## Start Passage provided
However, the same is not true for the variables we use within our function definitions. For example, in the cell bellow is a short function definition that prints out how the user's day has been.

In [None]:
# Code cell 13
def my_day():
  day = "fun"
  print("My day has been " + day)

my_day()

But, what happens when we try to use `day` outside of the function?

In [None]:
# Code cell 14
print(day)

It's possible to use the same variable name for both local and global scopes—this is why you need to be very careful when you are naming your variables!

For example, we can create a global variable called `day` and assign it a value of "busy".

In [None]:
# Code cell 15
day = "busy"

Now that we've initialized this global variable, we can use it in our code. What do you think the outcome will be when you run the code block below?

In [None]:
# Code cell 16
print("My day has been", day)

Creating this global variable, however, doesn't change the local variable within our function.

What do you think the outcome will be when you run the code block below? Scroll up to the function definition to as a reminder of how `day` is defined within the `my_day()` function.

In [None]:
# Code cell 17
my_day()

While this might seem a bit confusing, the important thing to keep in mind is that variables you create outside of functions will be **global** and will have the same values throughout your notebook. Variables created inside of functions are **local** and cannot be used outside of those functions. Because local variables only exist within the function, changing a global variable, doesn't impact them. It is possible to make a local variable into a global one, but that is out of scope for this lesson.

### Function Return Values

Whether or not a function takes an argument, it will return a value. If we do not specify that return value at the end of our function, it is automatically set to `None`, a special value that simply means null or nothing. `None` is **not** the same thing as, say, the integer `0`.
## End Passage provided
## Start Records to use
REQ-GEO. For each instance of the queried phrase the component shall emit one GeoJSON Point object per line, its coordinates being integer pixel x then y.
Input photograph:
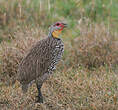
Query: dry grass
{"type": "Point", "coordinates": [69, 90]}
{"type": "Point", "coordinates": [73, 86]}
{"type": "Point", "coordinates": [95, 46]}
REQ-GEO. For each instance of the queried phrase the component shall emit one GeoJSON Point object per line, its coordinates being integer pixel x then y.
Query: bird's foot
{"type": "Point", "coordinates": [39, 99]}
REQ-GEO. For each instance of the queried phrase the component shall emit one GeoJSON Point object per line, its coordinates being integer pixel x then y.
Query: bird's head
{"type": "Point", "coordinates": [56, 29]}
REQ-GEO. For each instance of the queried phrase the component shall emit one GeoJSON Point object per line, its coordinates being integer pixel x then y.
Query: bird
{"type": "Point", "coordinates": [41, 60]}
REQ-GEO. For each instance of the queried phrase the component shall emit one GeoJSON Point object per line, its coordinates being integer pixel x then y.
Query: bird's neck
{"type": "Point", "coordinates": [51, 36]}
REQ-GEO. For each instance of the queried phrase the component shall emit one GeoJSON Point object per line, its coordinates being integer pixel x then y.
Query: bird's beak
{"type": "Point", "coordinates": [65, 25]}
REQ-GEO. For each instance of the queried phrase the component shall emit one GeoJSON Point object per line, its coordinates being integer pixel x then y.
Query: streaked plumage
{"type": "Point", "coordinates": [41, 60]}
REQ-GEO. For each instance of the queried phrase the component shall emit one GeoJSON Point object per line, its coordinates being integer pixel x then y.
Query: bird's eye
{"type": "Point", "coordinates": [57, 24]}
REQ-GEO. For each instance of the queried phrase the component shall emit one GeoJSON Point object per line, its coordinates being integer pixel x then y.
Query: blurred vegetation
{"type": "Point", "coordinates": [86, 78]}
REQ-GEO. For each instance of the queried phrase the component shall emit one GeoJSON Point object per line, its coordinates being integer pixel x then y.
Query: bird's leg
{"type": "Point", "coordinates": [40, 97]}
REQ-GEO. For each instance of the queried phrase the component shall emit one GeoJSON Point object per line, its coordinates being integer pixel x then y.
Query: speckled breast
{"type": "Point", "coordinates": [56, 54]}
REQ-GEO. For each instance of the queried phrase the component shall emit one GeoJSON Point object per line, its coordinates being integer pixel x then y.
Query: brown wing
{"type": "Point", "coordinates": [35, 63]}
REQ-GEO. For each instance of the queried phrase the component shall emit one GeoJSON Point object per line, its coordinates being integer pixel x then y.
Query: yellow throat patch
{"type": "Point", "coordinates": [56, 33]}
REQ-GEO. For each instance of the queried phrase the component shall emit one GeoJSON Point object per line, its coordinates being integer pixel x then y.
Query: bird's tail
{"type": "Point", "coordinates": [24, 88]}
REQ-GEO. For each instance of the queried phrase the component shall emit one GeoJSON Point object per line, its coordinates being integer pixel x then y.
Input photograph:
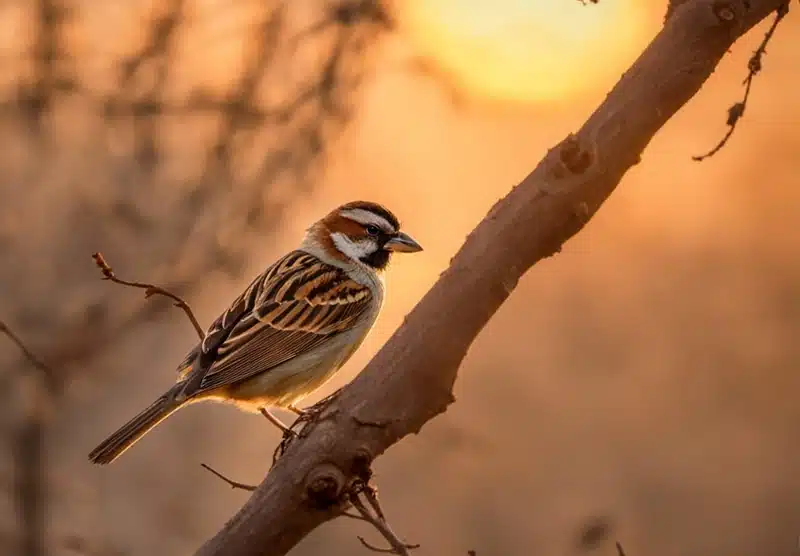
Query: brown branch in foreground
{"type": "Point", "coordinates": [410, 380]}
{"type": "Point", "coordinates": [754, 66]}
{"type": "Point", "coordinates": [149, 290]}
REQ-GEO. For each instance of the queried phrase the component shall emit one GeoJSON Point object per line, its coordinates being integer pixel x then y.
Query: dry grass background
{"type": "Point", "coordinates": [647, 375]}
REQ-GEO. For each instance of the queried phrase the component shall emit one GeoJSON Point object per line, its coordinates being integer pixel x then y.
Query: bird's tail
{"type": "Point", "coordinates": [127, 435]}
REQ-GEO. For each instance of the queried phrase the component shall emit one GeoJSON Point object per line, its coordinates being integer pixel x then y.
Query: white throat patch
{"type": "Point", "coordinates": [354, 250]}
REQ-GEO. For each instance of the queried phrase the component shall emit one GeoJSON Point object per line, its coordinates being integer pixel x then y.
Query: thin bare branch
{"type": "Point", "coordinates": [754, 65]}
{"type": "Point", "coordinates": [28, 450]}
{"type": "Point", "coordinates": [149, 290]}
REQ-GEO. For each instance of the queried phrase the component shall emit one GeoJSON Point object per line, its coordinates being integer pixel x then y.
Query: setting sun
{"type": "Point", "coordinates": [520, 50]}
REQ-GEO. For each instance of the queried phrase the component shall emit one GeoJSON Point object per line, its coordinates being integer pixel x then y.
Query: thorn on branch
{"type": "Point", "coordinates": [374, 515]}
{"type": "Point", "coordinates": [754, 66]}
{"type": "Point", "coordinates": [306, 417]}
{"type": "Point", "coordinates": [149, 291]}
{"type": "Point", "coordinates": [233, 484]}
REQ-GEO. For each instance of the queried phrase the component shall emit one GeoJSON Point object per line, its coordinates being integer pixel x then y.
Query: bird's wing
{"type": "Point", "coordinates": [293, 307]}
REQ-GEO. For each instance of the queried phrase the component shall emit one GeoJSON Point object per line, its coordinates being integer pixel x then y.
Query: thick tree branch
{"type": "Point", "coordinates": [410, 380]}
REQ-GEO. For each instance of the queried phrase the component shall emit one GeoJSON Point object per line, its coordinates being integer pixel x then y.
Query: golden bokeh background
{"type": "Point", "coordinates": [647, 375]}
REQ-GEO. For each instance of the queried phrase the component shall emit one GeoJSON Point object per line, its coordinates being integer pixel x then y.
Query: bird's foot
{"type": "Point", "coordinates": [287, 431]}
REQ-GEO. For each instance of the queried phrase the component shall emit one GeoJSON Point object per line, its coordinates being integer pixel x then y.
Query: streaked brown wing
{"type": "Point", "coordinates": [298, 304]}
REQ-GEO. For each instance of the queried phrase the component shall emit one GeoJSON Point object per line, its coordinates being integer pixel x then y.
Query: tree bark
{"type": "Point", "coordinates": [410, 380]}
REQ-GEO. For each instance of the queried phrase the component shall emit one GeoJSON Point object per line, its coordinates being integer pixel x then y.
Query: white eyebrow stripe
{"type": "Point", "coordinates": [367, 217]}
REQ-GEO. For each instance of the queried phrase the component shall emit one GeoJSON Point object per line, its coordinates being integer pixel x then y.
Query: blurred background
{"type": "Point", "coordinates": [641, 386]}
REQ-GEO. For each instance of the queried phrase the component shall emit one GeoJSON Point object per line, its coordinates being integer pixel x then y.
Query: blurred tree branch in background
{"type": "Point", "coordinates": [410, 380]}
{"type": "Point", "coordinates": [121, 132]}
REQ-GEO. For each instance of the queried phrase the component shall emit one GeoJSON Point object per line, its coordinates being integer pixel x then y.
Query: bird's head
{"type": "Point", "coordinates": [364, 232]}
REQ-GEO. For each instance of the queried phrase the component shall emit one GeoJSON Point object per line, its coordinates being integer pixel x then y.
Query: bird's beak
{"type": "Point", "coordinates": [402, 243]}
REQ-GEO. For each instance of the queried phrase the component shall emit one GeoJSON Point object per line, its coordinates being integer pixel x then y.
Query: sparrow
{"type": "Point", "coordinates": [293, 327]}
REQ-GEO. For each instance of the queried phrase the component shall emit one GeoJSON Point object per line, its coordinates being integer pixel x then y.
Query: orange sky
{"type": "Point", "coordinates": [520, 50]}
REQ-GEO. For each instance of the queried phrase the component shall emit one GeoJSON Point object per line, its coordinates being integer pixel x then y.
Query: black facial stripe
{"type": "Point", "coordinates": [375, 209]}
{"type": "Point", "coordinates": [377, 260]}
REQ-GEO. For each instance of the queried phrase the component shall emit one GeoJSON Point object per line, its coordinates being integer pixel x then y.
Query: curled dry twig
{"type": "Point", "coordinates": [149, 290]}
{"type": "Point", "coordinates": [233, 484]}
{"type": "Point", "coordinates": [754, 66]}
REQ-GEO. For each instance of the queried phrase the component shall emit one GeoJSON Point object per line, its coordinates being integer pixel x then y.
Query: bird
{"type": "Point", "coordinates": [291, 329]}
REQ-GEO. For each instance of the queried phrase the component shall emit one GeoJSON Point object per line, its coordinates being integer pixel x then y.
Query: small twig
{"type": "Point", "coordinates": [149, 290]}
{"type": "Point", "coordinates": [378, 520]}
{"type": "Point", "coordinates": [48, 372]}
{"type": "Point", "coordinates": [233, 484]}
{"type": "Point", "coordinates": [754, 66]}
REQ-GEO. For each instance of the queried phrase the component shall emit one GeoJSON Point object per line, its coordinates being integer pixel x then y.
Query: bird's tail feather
## End Records to use
Work to do:
[1] From the passage on variable scope, extract the section that begins with the words "It's possible to" and ends with "naming your variables!".
[2] Gather every line of the records that contains the string "brown", matching case exactly.

Results by task:
[1]
It's possible to use the same variable name for both local and global scopes—this is why you need to be very careful when you are naming your variables!

[2]
Query: brown wing
Query: brown branch in foreground
Query: streaked brown wing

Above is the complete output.